▶ _What this task involves_: Swap "shadowed" for "shaded" throughout the entries and write the lines out again with nothing else changed, omitting the pictures.

▶ _Provided data_:
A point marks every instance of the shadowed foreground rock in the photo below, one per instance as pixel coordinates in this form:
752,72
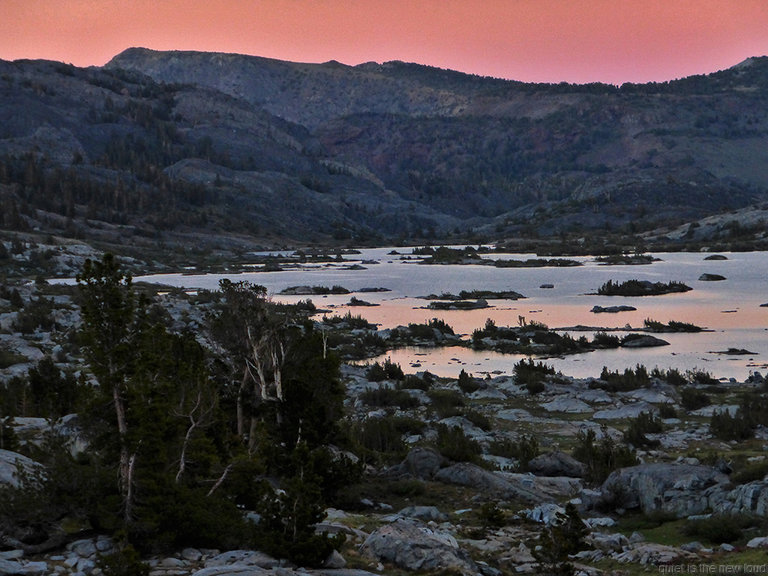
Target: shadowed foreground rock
680,489
413,546
557,464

▶ _Exercise response_:
A point marks every instance of the shaded foreground rock in the photo below, one per instance as pixel coordinates in this form:
752,72
Target: shaded foreground rock
680,489
413,546
557,464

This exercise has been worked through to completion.